### INSTRUCTION:
Reproduce everything from the line containing "Can you find the grassy area" down to the end of the records, requests included, and raise each answer point coordinate by 21, leaving the requests and their sample points unchanged.

►

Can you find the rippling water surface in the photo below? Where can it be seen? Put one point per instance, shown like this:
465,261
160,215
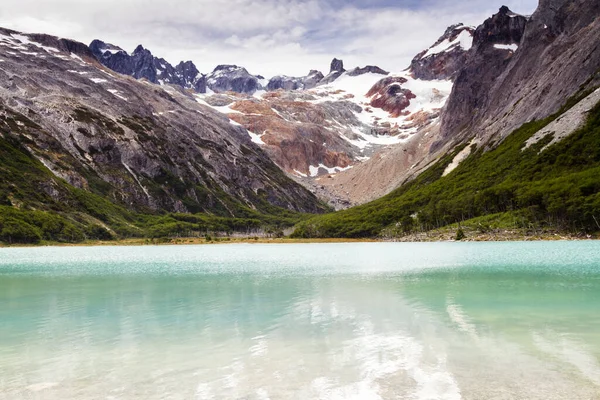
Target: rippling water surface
302,321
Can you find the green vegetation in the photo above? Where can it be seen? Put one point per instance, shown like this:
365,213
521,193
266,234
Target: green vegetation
37,206
509,186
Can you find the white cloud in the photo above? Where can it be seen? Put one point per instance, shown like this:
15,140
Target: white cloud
266,36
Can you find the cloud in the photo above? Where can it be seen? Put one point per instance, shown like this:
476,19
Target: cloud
267,36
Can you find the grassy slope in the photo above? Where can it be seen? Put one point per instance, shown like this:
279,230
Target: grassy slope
35,205
558,188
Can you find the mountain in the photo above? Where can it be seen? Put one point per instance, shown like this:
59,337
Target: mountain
328,130
142,64
445,58
523,69
231,78
101,148
518,143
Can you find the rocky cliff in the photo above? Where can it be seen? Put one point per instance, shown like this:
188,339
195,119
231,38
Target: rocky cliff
142,64
148,148
522,69
445,58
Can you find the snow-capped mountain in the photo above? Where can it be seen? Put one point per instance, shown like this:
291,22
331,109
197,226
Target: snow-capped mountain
446,56
142,64
131,143
231,78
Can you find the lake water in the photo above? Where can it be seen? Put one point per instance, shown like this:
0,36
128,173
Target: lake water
302,321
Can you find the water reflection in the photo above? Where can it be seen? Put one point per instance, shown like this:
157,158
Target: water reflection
455,332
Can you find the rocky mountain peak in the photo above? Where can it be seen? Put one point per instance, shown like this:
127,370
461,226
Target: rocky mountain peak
505,27
446,56
232,78
140,49
337,66
369,69
142,64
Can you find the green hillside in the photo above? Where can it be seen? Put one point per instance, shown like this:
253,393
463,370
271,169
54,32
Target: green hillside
37,206
558,188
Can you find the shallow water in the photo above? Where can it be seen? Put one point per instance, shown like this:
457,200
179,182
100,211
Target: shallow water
302,321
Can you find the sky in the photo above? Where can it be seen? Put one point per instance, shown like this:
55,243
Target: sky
268,37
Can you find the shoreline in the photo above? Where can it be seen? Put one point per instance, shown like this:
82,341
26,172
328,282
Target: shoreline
446,236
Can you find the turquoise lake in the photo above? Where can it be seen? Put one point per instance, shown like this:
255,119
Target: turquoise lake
302,321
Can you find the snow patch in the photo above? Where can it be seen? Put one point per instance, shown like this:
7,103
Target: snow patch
98,80
314,170
117,94
512,47
464,40
460,157
256,138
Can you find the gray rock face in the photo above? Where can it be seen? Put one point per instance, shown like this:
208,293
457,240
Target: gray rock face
312,79
369,69
288,83
142,64
500,89
231,78
336,70
141,146
446,63
484,64
337,66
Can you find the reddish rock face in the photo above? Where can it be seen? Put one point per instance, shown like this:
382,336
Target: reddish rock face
389,95
297,134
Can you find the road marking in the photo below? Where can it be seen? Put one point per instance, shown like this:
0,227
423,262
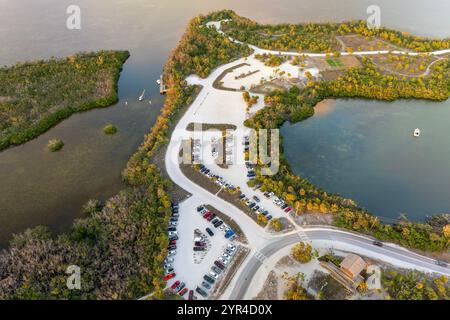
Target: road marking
261,257
302,235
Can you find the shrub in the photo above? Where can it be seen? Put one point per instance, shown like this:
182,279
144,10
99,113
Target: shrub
55,145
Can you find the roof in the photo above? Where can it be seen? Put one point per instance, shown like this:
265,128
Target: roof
353,265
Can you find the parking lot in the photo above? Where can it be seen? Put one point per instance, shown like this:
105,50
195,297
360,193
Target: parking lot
185,267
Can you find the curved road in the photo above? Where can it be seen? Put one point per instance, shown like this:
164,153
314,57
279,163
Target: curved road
257,237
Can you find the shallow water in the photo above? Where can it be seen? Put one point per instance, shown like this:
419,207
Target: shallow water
38,187
365,150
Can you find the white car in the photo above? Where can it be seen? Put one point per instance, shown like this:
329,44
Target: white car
172,253
168,260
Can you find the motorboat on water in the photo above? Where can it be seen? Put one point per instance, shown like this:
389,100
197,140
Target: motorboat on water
142,96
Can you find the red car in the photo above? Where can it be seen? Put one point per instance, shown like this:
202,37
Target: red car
169,276
182,292
176,284
207,215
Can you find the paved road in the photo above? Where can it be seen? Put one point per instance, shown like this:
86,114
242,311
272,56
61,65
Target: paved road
390,253
256,236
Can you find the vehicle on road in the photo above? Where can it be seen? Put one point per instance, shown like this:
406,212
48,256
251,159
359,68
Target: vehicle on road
209,279
206,285
201,292
441,263
175,284
378,243
169,276
183,292
219,264
209,231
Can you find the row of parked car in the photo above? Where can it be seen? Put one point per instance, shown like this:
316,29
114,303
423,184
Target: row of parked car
218,179
216,270
253,204
278,201
169,271
216,222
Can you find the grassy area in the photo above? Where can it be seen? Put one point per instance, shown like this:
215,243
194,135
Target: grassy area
55,145
110,129
35,96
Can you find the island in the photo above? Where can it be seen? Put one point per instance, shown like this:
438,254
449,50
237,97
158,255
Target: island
35,96
229,73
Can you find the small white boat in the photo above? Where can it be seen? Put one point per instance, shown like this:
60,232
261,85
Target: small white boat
142,96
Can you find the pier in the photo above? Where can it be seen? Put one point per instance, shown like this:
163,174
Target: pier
162,86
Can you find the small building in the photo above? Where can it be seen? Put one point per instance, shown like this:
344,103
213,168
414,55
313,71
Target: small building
353,265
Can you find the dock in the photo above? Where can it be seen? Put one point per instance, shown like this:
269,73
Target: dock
162,87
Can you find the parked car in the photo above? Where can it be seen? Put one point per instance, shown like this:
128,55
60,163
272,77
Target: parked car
218,224
175,284
169,276
216,269
209,279
441,263
169,260
206,285
183,292
201,292
219,264
378,243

◄

### FULL SOLUTION:
Can you find the grassy area in the photo above? Where can it be seen? Put one point per instance, shown like this:
215,243
194,135
Target: grassy area
76,166
131,150
56,117
Can you find the island in the photo above? Where can it be seen? Put one point per instance, shown like this:
438,254
449,50
237,97
158,255
Target: island
56,117
250,94
Can you find the small white boat in the photo above? Where can it be seen? Put one point per instance, shown like this:
60,232
261,85
Target: small white boat
163,117
Can you find the pier in the photo above? Where can it be seen? Put one point per instance, shown like this:
163,174
Target: pier
183,107
Can you find the small building in the photo above? Where can it be seen? Put one point per instance, shown like this:
344,103
213,168
414,55
313,71
Target: small building
374,286
Can you find the dock in the photo above? Where can it be seen? Put one point per instance, shown like this:
269,73
Target: dock
183,108
Can you find the parked car in the photo above? Where can it be seen? Put one point per instance, shown like this:
128,55
60,163
272,77
Target: parked car
239,245
196,305
190,297
237,290
230,300
462,284
190,281
227,306
204,313
222,313
240,285
399,264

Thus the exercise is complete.